Given task a:
In the OpenDroneMap issue thread, rewrite the paragraph beginning "Installed by Docker - WebODM" as a short bulleted list that keeps its main facts.

Provided text:
# # # # # # #

OpenDroneMap / ODM

A command line toolkit to generate maps, point clouds, 3D models and DEMs from drone, balloon or kite images. 📷
https://opendronemap.org
GNU Affero General Public License v3.0
4.88k stars 1.11k forks source link

OpenSfM reconstruct exception #895

Closed merkato closed 5 years ago

merkato commented 6 years ago

How did you install OpenDroneMap? (Docker, natively, ...)?

Installed by Docker - WebODM. There was working instance here, but used webodm.sh update today.

What's your browser and operating system?

Chrome 69, Xubuntu 18.04

What is the problem?

After starting small dataset (29 images), that was successful previously, WebODM throws error:

[DEBUG] running PYTHONPATH=/code/SuperBuild/install/lib/python2.7/dist-packages /code/SuperBuild/src/opensfm/bin/opensfm create_tracks /var/www/data/6ab4757d-d8b2-4edd-84c0-d1ceedfa6903/opensfm 2018-09-18 10:48:58,944 INFO: reading features 2018-09-18 10:49:00,516 DEBUG: Merging features onto tracks 2018-09-18 10:49:01,902 DEBUG: Good tracks: 32182 [DEBUG] running PYTHONPATH=/code/SuperBuild/install/lib/python2.7/dist-packages /code/SuperBuild/src/opensfm/bin/opensfm reconstruct /var/www/data/6ab4757d-d8b2-4edd-84c0-d1ceedfa6903/opensfm 2018-09-18 10:49:06,349 INFO: Starting incremental reconstruction Traceback (most recent call last): File "/code/SuperBuild/src/opensfm/bin/opensfm", line 34, in <module> command.run(args) File "/code/SuperBuild/src/opensfm/opensfm/commands/reconstruct.py", line 21, in run report = reconstruction.incremental_reconstruction(data) File "/code/SuperBuild/src/opensfm/opensfm/reconstruction.py", line 1161, in incremental_reconstruction pairs = compute_image_pairs(common_tracks, data) File "/code/SuperBuild/src/opensfm/opensfm/reconstruction.py", line 416, in compute_image_pairs result = parallel_map(_compute_pair_reconstructability, args, processes) File "/code/SuperBuild/src/opensfm/opensfm/context.py", line 38, in parallel_map return list(e.map(func, args)) File "/usr/local/lib/python2.7/dist-packages/loky/process_executor.py", line 788, in _chain_from_iterable_of_lists for element in iterable: File "/usr/local/lib/python2.7/dist-packages/loky/_base.py", line 589, in result_iterator yield future.result() File "/usr/local/lib/python2.7/dist-packages/loky/_base.py", line 433, in result return self.__get_result() File "/usr/local/lib/python2.7/dist-packages/loky/_base.py", line 381, in __get_result raise self._exception loky.process_executor.TerminatedWorkerError: A worker process managed by the executor was unexpectedly terminated. This could be caused by a segmentation fault while calling the function or by an excessive memory usage causing the Operating System to kill the worker. Traceback (most recent call last): File "/code/run.py", line 47, in <module> plasm.execute(niter=1) File "/code/scripts/run_opensfm.py", line 133, in process (context.pyopencv_path, context.opensfm_path, tree.opensfm)) File "/code/opendm/system.py", line 34, in run raise Exception("Child returned {}".format(retcode)) Exception : Child returned 1

What should be the expected behavior? If this is a feature request, please describe in detail the changes you think should be made to the code, citing files and lines where changes should be made, if possible.

# # # # # # #

Data provided:
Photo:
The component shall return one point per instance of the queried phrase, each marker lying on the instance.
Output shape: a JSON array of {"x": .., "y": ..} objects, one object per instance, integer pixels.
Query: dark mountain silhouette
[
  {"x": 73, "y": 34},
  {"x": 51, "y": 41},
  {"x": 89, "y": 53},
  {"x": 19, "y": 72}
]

# # # # # # #

Given task b:
In the rows above, change every "instance" to "occurrence" and leave everything else the same.

Task response a:
- Installed with Docker through WebODM.
- There was a working instance.
- webodm.sh update was run today.

Task response b:
Photo:
The component shall return one point per occurrence of the queried phrase, each marker lying on the occurrence.
Output shape: a JSON array of {"x": .., "y": ..} objects, one object per occurrence, integer pixels.
Query: dark mountain silhouette
[
  {"x": 73, "y": 34},
  {"x": 51, "y": 41},
  {"x": 89, "y": 53},
  {"x": 19, "y": 72}
]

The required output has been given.